§ RECORD EXTRACTS:
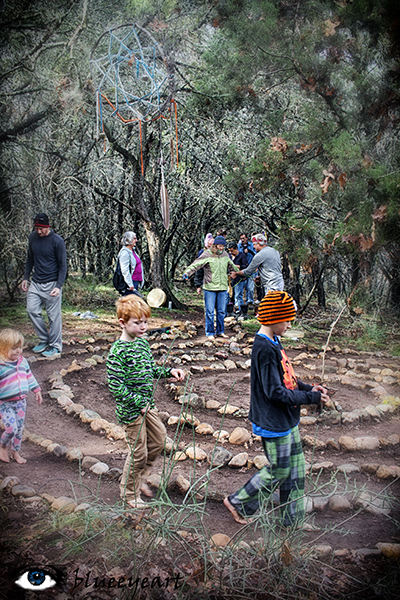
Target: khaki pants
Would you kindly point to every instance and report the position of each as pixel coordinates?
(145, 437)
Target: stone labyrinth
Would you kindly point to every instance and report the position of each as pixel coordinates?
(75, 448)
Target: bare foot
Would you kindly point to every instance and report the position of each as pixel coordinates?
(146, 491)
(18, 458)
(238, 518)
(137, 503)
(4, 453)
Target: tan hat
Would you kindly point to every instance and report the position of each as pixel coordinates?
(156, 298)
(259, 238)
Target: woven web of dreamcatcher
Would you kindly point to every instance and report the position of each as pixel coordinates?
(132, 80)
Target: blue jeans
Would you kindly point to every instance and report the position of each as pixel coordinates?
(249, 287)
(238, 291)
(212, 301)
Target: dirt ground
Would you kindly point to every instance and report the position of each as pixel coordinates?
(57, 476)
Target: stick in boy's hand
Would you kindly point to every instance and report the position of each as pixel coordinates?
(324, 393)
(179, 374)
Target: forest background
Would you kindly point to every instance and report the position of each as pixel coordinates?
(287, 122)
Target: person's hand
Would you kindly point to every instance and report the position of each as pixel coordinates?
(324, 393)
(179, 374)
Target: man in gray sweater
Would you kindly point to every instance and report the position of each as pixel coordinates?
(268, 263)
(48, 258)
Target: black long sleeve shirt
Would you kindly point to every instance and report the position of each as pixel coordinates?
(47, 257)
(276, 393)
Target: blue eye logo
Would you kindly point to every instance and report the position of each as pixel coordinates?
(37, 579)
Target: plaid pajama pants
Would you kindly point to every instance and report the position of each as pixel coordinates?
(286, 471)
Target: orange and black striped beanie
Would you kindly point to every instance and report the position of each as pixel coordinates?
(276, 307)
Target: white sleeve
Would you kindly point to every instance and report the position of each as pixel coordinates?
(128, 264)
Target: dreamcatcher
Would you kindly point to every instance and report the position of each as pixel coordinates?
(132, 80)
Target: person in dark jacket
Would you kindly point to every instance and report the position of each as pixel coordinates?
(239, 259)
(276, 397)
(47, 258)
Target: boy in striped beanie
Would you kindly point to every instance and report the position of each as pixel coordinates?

...

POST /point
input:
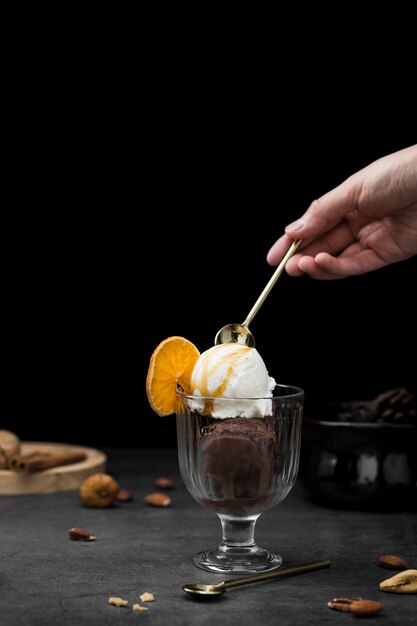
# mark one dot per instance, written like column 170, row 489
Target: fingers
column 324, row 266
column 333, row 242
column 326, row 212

§ WORK ITEM: For the material above, reproduce exactly the lines from the line with "Target: khaki pants" to the line with "Target: woven web of dreamcatcher", inclusive, and exclude all others.

§ TASK SOLUTION:
Target: khaki pants
Would you kindly point to every instance and report the position of each as pixel coordinates?
(145, 437)
Target: stone labyrinth
Would you kindly point to every instance and report the position of each as pixel coordinates?
(75, 448)
Target: bare foot
Would you kindly point to every instance and report the position of each as pixel coordinates?
(146, 491)
(18, 458)
(238, 518)
(137, 503)
(4, 453)
Target: tan hat
Would you kindly point to every instance and report the position of each as pixel coordinates?
(156, 298)
(259, 238)
Target: woven web of dreamcatcher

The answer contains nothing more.